start SOURCE DATA

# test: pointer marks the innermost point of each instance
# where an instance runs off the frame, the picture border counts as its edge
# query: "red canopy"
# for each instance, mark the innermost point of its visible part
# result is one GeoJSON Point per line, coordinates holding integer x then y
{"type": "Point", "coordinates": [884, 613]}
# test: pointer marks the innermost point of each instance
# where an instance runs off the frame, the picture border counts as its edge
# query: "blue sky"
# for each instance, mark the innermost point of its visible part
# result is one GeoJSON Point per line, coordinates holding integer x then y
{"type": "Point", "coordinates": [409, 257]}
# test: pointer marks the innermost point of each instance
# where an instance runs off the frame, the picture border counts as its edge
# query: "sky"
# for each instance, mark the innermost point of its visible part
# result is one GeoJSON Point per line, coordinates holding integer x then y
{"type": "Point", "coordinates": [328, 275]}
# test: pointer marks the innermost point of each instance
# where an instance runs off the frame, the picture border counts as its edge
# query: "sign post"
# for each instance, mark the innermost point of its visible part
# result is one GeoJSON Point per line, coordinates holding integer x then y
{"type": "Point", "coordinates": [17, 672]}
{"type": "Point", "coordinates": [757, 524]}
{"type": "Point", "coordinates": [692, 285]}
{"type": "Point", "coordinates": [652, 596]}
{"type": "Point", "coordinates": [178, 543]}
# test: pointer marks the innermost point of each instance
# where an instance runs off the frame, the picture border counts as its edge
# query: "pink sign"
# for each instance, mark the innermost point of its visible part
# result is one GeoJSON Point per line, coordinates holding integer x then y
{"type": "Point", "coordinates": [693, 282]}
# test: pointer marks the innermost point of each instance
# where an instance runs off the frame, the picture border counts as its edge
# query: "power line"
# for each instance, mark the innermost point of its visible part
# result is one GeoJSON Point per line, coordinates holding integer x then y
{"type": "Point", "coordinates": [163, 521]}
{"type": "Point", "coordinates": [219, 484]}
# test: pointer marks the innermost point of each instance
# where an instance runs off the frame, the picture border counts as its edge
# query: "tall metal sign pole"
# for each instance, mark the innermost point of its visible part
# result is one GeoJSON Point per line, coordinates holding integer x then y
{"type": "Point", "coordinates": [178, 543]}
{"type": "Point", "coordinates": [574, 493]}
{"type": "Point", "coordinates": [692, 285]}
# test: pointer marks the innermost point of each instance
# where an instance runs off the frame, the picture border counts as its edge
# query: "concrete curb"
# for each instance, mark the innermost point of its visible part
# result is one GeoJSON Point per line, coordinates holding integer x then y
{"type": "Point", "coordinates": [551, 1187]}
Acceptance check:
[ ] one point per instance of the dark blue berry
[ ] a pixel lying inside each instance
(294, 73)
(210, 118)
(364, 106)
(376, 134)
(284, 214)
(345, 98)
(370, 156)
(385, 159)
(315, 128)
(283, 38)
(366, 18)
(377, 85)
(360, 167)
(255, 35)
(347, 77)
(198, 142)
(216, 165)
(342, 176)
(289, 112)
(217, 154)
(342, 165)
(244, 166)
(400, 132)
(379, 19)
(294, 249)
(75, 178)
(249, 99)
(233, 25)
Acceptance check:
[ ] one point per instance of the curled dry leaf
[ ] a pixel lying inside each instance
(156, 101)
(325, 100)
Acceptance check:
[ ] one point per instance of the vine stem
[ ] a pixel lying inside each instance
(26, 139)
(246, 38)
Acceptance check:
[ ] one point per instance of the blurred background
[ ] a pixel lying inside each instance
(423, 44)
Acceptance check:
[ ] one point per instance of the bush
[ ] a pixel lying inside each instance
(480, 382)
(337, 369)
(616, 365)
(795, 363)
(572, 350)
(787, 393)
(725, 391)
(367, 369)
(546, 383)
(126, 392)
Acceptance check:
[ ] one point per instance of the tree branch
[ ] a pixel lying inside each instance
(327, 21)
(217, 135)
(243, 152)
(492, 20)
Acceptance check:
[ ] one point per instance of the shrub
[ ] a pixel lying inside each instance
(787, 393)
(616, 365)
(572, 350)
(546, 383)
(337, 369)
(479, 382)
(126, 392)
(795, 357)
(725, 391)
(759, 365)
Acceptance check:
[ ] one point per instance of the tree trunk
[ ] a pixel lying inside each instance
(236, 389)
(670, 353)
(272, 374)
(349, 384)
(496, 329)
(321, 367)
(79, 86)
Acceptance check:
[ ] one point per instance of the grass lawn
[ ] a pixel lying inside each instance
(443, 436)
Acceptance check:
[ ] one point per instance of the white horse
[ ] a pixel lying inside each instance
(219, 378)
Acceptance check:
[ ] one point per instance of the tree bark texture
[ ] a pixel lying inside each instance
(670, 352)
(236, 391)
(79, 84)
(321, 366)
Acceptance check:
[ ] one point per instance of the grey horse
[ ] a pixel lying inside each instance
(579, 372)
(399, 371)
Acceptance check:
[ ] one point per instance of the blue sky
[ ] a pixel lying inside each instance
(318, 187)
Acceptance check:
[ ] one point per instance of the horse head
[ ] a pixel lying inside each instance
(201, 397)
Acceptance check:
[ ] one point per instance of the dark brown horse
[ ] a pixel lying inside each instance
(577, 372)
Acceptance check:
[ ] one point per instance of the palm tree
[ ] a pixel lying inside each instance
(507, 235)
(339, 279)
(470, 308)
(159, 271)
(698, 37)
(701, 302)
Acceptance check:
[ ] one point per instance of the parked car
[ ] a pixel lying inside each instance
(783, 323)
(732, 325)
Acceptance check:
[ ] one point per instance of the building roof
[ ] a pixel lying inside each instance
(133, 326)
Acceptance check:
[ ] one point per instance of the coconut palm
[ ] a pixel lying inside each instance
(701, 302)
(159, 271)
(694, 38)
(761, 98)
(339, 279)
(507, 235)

end SOURCE DATA

**EXERCISE AIM**
Write out the entries above word for word.

**EXPECTED ANSWER**
# test: pointer marks the innermost point of each instance
# where an instance runs off the frame, the picture border counts as its edge
# query: "red canopy"
# for each instance, mark the innermost point of its visible part
# result is one GeoJSON Point per line, coordinates holding integer x then y
{"type": "Point", "coordinates": [884, 613]}
# test: pointer marks the innermost point of each instance
# where an instance runs off the frame, the picture border counts as its edge
# query: "blue sky"
# for each instance, mark the innermost point of its visible part
# result is one GeoJSON Point per line, coordinates holding integer x then y
{"type": "Point", "coordinates": [409, 257]}
# test: pointer marks the innermost point of each instance
# where an instance runs off the frame, the picture border counts as its edge
# query: "sky"
# for each instance, mark the innermost point of its visible part
# result is one GeoJSON Point per line, coordinates holding integer x then y
{"type": "Point", "coordinates": [328, 275]}
# test: pointer marks the innermost point of each instance
# where an instance runs off the frame, the picture border counts as its edge
# query: "sign post"
# for each instance, mark the innermost point of its visible part
# result is one GeoJSON Point per line, coordinates holding integer x then y
{"type": "Point", "coordinates": [17, 672]}
{"type": "Point", "coordinates": [757, 524]}
{"type": "Point", "coordinates": [692, 285]}
{"type": "Point", "coordinates": [652, 596]}
{"type": "Point", "coordinates": [178, 543]}
# test: pointer marks the innermost point of each instance
# where an instance runs off the frame, the picture border counts as its edge
# query: "pink sign"
# for each instance, mark the innermost point of its visible part
# result is one GeoJSON Point per line, coordinates holding integer x then y
{"type": "Point", "coordinates": [693, 282]}
# test: pointer marks the innermost point of each instance
# where an instance runs off the frame, the picture border counts as its edge
# query: "power line"
# for each instance, mark the innermost point of its visible part
# result is one GeoJSON Point per line, coordinates holding integer x then y
{"type": "Point", "coordinates": [163, 521]}
{"type": "Point", "coordinates": [219, 484]}
# test: pointer marks the innermost point of each instance
# where an instance runs off the frame, the picture border counts as its edge
# query: "tall metal sign pole"
# for each instance, mark the innermost point of its visible part
# result is one GeoJSON Point per line, coordinates holding integer x then y
{"type": "Point", "coordinates": [178, 543]}
{"type": "Point", "coordinates": [574, 493]}
{"type": "Point", "coordinates": [692, 285]}
# test: pointer marks the innermost point of each instance
# where an instance runs off the frame, the picture border counts as its edge
# query: "concrete curb"
# for each instance, mark the innermost point of its visible part
# result is one GeoJSON Point per line, coordinates holding integer x then y
{"type": "Point", "coordinates": [551, 1187]}
Acceptance check:
[ ] one point per instance of the dark blue berry
[ ] a pixel lying inside each instance
(294, 73)
(210, 118)
(364, 106)
(376, 134)
(284, 214)
(345, 98)
(370, 156)
(385, 159)
(315, 128)
(283, 38)
(366, 18)
(377, 85)
(360, 167)
(255, 35)
(347, 77)
(198, 142)
(216, 165)
(342, 176)
(289, 112)
(217, 154)
(342, 165)
(244, 166)
(400, 132)
(379, 19)
(294, 249)
(75, 178)
(249, 99)
(233, 25)
Acceptance check:
[ ] one point per instance of the curled dry leaf
[ ] a pixel lying inside each instance
(156, 101)
(325, 100)
Acceptance check:
[ ] one point per instance of the vine stem
[ ] a pixel lying inside each instance
(26, 139)
(246, 38)
Acceptance check:
[ ] one point per instance of the blurred background
[ ] a pixel lying inside each instance
(423, 44)
Acceptance check:
[ ] one point per instance of the bush
[ ] a pixel lying inside each instance
(480, 382)
(337, 369)
(616, 365)
(795, 363)
(572, 350)
(787, 393)
(725, 391)
(367, 369)
(546, 383)
(126, 392)
Acceptance check:
[ ] one point per instance of the tree branch
[ ] a pixel lying inside each instance
(327, 21)
(217, 135)
(243, 152)
(492, 20)
Acceptance check:
[ ] one point per instance of the shrub
[ ] a pixel lying inside each instance
(787, 393)
(616, 365)
(572, 350)
(546, 383)
(337, 369)
(479, 382)
(126, 392)
(795, 357)
(725, 391)
(759, 365)
Acceptance check:
[ ] one point per instance of the tree trunk
[ ] a pixel lying inside each instance
(236, 389)
(670, 353)
(272, 374)
(349, 384)
(496, 329)
(321, 367)
(79, 86)
Acceptance check:
[ ] one point per instance of the grass lawn
[ ] a pixel lying inside each instance
(443, 436)
Acceptance check:
[ ] one point per instance of the white horse
[ ] a pixel lying inside each instance
(219, 378)
Acceptance check:
[ ] one point per instance of the tree bark texture
[ ] a pixel lying inside each instance
(670, 352)
(236, 391)
(79, 84)
(321, 366)
Acceptance check:
[ ] one point per instance of the grey horse
[ ] a pixel lying inside each instance
(579, 372)
(399, 371)
Acceptance check:
[ ] one point per instance of the blue sky
[ ] a pixel lying inside each instance
(318, 187)
Acceptance check:
[ ] one point per instance of the horse head
[ ] a pixel lying inside each instance
(201, 397)
Acceptance check:
[ ] one point per instance of the dark brown horse
[ ] a pixel lying inside each instance
(577, 372)
Acceptance check:
[ ] one point per instance of the palm tree
[ ] a pixel lying inside each instance
(507, 235)
(339, 279)
(470, 308)
(159, 271)
(698, 37)
(701, 302)
Acceptance check:
[ ] one point per instance of the parked car
[ ] a pixel lying inside each instance
(783, 323)
(732, 325)
Acceptance check:
[ ] one point per instance of the building roof
[ ] a pixel lying inside each instance
(133, 326)
Acceptance check:
[ ] one point per instance of the coconut palm
[ ] a pixel lying inside each instance
(701, 302)
(159, 271)
(694, 38)
(761, 98)
(339, 279)
(507, 235)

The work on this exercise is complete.